• Problem to solve
Reproduce the listing word for word from its beginning through the line containing "642 349 L 665", including that line. Leave the pictures out of your copy.

• Dataset records
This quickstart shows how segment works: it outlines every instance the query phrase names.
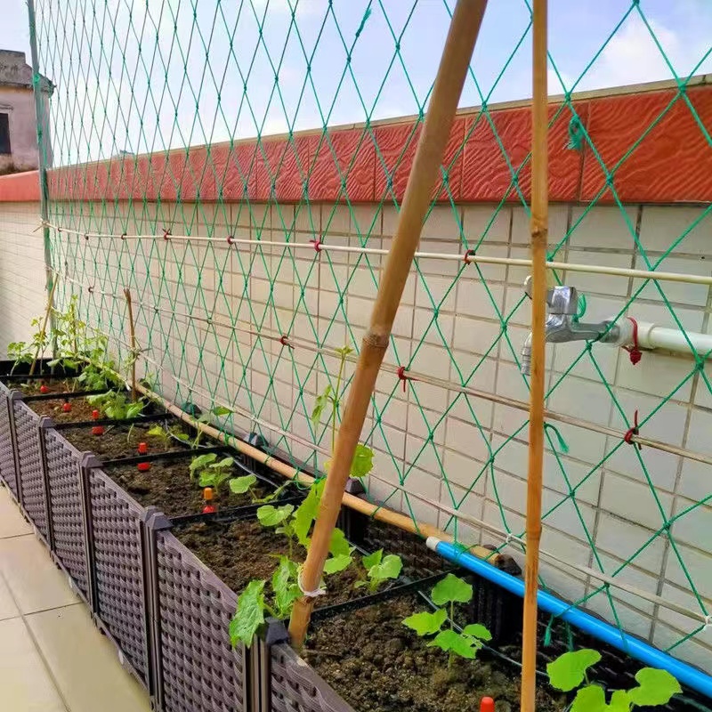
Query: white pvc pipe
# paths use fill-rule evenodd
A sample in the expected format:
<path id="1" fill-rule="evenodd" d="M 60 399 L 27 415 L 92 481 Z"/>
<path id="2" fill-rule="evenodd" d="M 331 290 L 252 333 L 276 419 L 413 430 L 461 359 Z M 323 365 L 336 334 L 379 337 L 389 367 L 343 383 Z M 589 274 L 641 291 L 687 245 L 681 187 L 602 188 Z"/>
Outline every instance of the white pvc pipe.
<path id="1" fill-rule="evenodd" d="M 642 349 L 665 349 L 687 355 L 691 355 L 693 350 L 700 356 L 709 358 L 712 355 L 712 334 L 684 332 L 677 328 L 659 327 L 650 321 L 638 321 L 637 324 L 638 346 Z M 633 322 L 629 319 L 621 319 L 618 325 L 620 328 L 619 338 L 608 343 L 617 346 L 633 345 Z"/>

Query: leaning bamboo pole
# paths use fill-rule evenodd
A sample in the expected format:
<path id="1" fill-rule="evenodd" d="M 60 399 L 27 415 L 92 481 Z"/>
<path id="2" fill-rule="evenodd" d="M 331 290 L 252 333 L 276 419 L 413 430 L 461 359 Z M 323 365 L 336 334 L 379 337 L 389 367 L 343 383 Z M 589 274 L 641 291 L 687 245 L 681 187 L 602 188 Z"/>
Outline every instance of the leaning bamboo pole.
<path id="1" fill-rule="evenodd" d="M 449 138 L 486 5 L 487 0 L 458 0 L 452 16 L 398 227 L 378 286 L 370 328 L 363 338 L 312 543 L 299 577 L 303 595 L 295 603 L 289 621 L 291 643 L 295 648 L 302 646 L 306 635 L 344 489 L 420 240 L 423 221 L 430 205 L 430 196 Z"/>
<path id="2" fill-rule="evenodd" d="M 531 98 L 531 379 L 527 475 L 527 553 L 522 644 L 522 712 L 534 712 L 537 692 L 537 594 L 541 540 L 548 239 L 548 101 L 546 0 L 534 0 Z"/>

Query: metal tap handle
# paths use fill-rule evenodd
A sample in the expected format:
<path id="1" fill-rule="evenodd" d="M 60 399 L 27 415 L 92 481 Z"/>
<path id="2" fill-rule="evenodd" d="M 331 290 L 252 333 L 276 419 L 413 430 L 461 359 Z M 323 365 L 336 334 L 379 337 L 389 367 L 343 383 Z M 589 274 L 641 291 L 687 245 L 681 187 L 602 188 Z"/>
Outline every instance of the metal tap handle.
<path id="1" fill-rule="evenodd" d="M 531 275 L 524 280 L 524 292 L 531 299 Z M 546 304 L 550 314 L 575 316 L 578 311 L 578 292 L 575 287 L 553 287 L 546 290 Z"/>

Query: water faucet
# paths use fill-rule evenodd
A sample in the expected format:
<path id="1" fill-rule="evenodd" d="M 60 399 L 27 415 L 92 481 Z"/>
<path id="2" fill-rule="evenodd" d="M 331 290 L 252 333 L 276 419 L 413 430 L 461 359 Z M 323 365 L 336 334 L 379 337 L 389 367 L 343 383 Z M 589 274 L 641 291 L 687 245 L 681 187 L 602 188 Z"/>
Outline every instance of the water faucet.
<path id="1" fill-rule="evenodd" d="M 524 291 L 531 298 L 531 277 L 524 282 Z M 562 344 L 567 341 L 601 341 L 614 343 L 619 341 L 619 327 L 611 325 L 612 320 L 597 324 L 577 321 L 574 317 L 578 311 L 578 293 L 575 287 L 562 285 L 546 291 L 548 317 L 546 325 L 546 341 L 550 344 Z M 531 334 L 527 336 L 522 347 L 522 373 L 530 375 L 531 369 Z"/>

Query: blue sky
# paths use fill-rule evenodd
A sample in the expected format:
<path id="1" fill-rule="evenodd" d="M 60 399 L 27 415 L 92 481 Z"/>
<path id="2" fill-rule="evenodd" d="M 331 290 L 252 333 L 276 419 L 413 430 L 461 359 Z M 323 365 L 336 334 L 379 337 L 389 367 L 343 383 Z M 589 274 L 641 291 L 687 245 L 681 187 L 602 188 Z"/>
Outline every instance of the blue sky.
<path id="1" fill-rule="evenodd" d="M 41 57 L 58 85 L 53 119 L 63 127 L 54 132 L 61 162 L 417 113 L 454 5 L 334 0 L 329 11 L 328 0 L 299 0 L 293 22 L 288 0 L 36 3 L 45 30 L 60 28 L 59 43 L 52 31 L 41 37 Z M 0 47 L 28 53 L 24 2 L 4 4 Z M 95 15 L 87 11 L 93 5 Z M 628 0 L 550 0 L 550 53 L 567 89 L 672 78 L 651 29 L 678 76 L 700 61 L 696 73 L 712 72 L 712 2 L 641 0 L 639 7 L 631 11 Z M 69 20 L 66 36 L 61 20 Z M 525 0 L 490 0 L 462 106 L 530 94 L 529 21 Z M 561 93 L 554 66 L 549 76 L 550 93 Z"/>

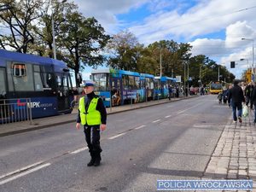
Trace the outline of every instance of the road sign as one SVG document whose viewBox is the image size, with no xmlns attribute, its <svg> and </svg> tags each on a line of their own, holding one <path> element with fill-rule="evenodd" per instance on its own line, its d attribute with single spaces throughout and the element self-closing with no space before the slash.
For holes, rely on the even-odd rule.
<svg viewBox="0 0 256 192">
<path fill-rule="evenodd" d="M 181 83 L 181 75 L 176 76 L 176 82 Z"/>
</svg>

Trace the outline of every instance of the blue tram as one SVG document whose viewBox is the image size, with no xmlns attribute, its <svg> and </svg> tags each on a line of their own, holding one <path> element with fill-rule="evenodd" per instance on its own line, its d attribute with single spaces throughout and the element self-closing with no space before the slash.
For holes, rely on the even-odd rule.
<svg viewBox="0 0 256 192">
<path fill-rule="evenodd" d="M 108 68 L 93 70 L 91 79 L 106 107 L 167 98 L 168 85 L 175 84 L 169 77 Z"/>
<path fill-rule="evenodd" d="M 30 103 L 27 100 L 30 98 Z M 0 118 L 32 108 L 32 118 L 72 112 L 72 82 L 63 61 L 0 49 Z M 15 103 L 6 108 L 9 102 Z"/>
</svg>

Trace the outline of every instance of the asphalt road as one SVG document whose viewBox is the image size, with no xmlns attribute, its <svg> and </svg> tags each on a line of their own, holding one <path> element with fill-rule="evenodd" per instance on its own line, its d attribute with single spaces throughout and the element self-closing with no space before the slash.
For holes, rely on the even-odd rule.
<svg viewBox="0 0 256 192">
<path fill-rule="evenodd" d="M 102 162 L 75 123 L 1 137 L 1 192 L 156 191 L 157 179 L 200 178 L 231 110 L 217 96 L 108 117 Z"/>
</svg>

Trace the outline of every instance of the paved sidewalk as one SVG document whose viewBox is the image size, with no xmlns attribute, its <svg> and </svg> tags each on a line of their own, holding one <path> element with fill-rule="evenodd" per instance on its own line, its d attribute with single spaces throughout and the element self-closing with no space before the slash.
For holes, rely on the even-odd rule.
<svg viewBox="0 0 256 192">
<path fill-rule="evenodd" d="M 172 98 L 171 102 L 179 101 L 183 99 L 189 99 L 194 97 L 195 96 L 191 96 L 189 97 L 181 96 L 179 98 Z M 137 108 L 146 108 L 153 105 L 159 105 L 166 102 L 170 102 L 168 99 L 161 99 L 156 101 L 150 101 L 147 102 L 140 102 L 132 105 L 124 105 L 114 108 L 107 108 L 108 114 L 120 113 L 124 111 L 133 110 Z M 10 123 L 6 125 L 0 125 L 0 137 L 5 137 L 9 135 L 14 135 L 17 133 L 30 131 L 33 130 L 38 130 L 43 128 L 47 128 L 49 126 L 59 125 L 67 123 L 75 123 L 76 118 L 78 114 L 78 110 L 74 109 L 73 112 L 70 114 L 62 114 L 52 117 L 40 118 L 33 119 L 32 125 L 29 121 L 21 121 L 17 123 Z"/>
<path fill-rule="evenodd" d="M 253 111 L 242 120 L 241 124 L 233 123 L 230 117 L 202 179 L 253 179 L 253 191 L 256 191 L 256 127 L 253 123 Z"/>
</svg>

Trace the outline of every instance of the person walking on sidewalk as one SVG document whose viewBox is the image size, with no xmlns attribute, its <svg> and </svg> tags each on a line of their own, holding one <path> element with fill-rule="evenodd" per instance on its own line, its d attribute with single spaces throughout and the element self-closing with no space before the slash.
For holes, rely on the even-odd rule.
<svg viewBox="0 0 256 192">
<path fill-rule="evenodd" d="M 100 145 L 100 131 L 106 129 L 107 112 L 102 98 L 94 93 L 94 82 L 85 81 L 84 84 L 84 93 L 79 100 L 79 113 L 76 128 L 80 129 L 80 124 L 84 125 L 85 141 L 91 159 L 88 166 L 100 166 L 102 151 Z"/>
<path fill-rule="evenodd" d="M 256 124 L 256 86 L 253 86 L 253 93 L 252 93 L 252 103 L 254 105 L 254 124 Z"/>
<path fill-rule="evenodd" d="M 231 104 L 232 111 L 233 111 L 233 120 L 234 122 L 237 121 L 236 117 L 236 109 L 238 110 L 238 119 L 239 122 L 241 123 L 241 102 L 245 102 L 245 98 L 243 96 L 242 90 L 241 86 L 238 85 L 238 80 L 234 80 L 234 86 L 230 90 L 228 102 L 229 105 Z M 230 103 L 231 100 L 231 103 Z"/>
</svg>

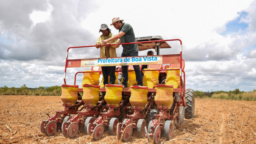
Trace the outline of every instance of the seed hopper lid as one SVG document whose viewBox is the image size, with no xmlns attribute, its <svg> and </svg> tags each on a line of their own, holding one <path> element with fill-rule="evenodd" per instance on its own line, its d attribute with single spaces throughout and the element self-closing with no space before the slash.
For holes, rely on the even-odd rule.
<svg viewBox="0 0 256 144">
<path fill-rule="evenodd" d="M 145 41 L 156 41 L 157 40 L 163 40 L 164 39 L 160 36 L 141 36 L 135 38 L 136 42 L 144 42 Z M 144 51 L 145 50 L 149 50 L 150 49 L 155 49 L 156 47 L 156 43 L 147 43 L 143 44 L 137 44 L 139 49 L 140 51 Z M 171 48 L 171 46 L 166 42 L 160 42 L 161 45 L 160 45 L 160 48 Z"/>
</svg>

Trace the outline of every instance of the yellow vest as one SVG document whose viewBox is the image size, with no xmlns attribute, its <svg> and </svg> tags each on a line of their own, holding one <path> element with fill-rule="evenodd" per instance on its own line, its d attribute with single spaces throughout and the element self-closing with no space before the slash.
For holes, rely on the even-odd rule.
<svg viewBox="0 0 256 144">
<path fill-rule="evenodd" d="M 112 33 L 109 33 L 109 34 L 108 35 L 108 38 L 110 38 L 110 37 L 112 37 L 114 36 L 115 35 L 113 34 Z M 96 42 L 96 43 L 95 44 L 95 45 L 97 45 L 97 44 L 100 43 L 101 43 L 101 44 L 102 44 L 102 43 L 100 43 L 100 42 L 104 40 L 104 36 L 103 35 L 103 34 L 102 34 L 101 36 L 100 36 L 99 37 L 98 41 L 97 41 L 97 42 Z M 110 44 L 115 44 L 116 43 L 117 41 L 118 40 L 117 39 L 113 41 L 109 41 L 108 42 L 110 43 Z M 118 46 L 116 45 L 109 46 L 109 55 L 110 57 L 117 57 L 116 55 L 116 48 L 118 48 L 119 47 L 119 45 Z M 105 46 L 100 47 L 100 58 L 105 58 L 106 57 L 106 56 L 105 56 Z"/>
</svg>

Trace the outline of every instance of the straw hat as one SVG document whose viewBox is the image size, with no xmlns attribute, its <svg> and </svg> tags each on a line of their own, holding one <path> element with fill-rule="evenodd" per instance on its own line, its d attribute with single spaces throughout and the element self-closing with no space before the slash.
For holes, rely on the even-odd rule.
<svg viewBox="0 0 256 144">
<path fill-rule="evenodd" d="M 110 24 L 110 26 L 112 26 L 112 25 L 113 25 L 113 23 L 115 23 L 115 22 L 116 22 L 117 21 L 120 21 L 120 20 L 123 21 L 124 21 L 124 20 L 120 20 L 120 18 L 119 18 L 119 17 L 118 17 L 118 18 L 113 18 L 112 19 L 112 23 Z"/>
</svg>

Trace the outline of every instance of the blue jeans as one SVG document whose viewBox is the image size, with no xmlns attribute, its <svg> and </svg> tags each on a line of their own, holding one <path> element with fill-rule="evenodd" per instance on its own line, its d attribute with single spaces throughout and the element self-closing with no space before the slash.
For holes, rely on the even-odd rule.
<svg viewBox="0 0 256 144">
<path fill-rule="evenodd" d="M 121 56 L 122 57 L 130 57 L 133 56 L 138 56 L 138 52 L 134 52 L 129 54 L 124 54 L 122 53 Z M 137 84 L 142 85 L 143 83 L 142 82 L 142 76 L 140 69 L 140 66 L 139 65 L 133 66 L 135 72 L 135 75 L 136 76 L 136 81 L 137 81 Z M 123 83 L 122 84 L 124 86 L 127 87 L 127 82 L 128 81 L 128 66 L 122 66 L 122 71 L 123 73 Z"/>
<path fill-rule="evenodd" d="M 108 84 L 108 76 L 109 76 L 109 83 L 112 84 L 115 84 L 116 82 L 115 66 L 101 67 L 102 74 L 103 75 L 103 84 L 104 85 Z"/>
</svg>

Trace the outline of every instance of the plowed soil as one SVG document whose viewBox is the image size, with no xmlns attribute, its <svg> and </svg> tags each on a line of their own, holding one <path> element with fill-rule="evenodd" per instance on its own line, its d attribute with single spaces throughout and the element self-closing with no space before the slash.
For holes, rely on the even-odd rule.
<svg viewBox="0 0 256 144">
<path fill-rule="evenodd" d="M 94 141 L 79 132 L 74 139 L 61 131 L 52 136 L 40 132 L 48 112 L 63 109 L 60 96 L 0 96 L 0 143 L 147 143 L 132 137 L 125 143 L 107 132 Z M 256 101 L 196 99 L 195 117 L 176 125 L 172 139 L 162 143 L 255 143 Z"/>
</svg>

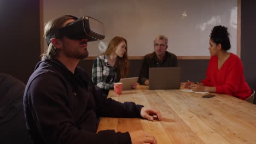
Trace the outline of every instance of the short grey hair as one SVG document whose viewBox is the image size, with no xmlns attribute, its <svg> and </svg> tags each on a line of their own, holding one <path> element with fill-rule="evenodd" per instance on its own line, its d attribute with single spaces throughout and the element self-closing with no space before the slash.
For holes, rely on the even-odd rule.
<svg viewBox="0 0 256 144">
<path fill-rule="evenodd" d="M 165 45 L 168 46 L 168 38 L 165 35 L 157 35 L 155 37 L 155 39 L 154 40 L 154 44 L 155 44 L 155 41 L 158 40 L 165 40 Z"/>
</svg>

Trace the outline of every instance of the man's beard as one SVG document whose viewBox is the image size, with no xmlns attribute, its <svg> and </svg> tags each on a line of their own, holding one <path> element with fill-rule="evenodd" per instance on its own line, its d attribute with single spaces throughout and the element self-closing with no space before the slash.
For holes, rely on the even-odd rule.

• Task response
This quickstart shows how segment works: it outlines every instance the query phrase names.
Query: white pvc pipe
# paths use fill-rule evenodd
A sample in the expected format:
<path id="1" fill-rule="evenodd" d="M 60 399 L 27 415 L 92 481 Z"/>
<path id="2" fill-rule="evenodd" d="M 331 290 L 252 333 L 276 419 L 413 430 L 461 359 Z M 323 365 L 336 334 L 379 337 L 389 367 L 343 383 Z M 589 274 L 641 291 L 687 245 L 681 187 L 602 188 Z"/>
Outline every instance of the white pvc pipe.
<path id="1" fill-rule="evenodd" d="M 642 349 L 665 349 L 687 355 L 691 355 L 693 350 L 700 356 L 709 358 L 712 355 L 712 334 L 684 332 L 677 328 L 659 327 L 650 321 L 638 321 L 637 324 L 638 346 Z M 633 322 L 629 319 L 621 319 L 618 325 L 620 328 L 619 338 L 608 343 L 617 346 L 633 345 Z"/>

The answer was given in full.